Bounding box annotation entries
_ _ _

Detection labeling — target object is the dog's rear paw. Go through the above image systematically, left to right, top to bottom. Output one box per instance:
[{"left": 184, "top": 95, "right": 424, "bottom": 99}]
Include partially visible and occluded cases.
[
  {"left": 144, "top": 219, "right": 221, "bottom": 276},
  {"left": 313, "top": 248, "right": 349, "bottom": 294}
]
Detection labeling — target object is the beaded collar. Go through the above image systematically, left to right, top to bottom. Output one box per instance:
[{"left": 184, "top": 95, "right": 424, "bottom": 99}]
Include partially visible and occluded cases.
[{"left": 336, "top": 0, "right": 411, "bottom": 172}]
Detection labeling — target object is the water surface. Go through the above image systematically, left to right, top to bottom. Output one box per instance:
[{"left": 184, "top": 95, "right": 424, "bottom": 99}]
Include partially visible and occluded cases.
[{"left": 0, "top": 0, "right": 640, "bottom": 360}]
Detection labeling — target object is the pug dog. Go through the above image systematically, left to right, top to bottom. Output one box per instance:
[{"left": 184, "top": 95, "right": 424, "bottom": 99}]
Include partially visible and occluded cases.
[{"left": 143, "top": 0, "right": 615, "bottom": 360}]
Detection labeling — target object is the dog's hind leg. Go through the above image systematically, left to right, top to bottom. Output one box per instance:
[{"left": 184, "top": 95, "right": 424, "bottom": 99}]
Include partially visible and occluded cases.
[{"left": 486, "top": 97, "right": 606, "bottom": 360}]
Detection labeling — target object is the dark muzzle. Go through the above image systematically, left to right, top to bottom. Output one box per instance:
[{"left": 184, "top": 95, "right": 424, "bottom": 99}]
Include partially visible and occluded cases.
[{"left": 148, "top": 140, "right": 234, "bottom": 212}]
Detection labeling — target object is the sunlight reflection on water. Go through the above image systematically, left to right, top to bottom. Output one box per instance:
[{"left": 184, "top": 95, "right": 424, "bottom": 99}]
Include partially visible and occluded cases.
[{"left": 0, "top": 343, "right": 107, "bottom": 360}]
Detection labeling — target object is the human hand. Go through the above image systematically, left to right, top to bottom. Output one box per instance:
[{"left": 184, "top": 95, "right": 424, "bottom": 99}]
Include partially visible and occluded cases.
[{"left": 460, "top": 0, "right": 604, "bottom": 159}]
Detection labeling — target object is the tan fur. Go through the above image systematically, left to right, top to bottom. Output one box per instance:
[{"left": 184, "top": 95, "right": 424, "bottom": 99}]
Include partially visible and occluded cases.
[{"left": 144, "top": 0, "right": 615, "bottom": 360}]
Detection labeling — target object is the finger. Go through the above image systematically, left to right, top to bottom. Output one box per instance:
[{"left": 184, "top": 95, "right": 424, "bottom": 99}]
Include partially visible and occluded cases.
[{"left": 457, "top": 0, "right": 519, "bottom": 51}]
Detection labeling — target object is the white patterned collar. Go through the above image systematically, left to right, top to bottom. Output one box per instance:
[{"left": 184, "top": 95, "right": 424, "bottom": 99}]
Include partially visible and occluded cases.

_ _ _

• [THE PROBLEM]
Render every line of the data above as a JSON array of strings, with one string per line and any blank lines omitted.

• [ANSWER TO THIS TASK]
[
  "Detection labeling — target object is the dog's rear paw. Go through the above image systematically, left to right, top to bottom. Output one box per instance:",
  "[{\"left\": 184, \"top\": 95, \"right\": 424, \"bottom\": 99}]",
  "Include partially visible and occluded cases.",
  "[",
  "  {\"left\": 144, \"top\": 219, \"right\": 221, \"bottom\": 276},",
  "  {\"left\": 313, \"top\": 248, \"right\": 349, \"bottom\": 294}",
  "]",
  "Detection labeling — target object is the beaded collar. Go through the above image systematically, left to right, top to bottom. Output one box per instance:",
  "[{\"left\": 184, \"top\": 95, \"right\": 424, \"bottom\": 99}]",
  "Include partially visible and occluded cases.",
  "[{\"left\": 336, \"top\": 0, \"right\": 411, \"bottom\": 172}]",
  "Detection labeling — target object is the water surface. Go through the above image systematically, left to right, top to bottom. Output one box per instance:",
  "[{\"left\": 184, \"top\": 95, \"right\": 424, \"bottom\": 99}]",
  "Include partially visible and occluded cases.",
  "[{\"left\": 0, \"top\": 0, \"right\": 640, \"bottom\": 360}]",
  "Detection labeling — target object is the pug dog. Go through the above image systematically, left to right, top to bottom. Output one box per instance:",
  "[{\"left\": 184, \"top\": 95, \"right\": 424, \"bottom\": 99}]",
  "Include partially visible and occluded cases.",
  "[{\"left\": 143, \"top\": 0, \"right\": 615, \"bottom\": 360}]",
  "Detection labeling — target object is the dog's hind leg. Go through the above image systematically, left to right, top to bottom. Output one box per instance:",
  "[{\"left\": 184, \"top\": 95, \"right\": 424, \"bottom\": 99}]",
  "Include partially visible and occluded cases.",
  "[{\"left\": 486, \"top\": 97, \"right\": 606, \"bottom\": 360}]",
  "Detection labeling — target object is the dark muzzle. Go through the above image systematically, left to right, top to bottom. Output one box per instance:",
  "[{\"left\": 184, \"top\": 95, \"right\": 424, \"bottom\": 99}]",
  "Include partially visible and occluded cases.",
  "[{\"left\": 148, \"top\": 140, \"right\": 234, \"bottom\": 212}]",
  "Detection labeling — target object is the sunlight reflection on water. Go through the above image systematically, left to right, top to bottom. Output one box per instance:",
  "[{\"left\": 184, \"top\": 95, \"right\": 424, \"bottom\": 99}]",
  "Include partially visible and occluded cases.",
  "[{\"left\": 0, \"top\": 343, \"right\": 107, \"bottom\": 360}]",
  "Detection labeling — target object is the human hand. Go through the above image systematically, left to right, top to bottom. Output one box per instance:",
  "[{\"left\": 184, \"top\": 95, \"right\": 424, \"bottom\": 99}]",
  "Include partially visible and occluded cases.",
  "[{\"left\": 460, \"top\": 0, \"right\": 604, \"bottom\": 159}]",
  "Detection labeling — target object is the tan fur. Go through the above image systematically, left to right, top to bottom. Output one box per instance:",
  "[{\"left\": 184, \"top\": 95, \"right\": 424, \"bottom\": 99}]",
  "Include partially visible and occluded cases.",
  "[{\"left\": 144, \"top\": 0, \"right\": 615, \"bottom\": 360}]",
  "Detection labeling — target object is the finger. Go through the above image systematically, left to right, top to bottom. Output one box per instance:",
  "[{\"left\": 184, \"top\": 95, \"right\": 424, \"bottom\": 99}]",
  "Include partially visible and occluded cases.",
  "[{\"left\": 457, \"top\": 0, \"right\": 519, \"bottom\": 51}]",
  "Detection labeling — target object is the white patterned collar. Go through the above image systematically, left to right, top to bottom. Output one box per instance:",
  "[{\"left\": 184, \"top\": 95, \"right\": 424, \"bottom\": 99}]",
  "Include partially visible and occluded cases."
]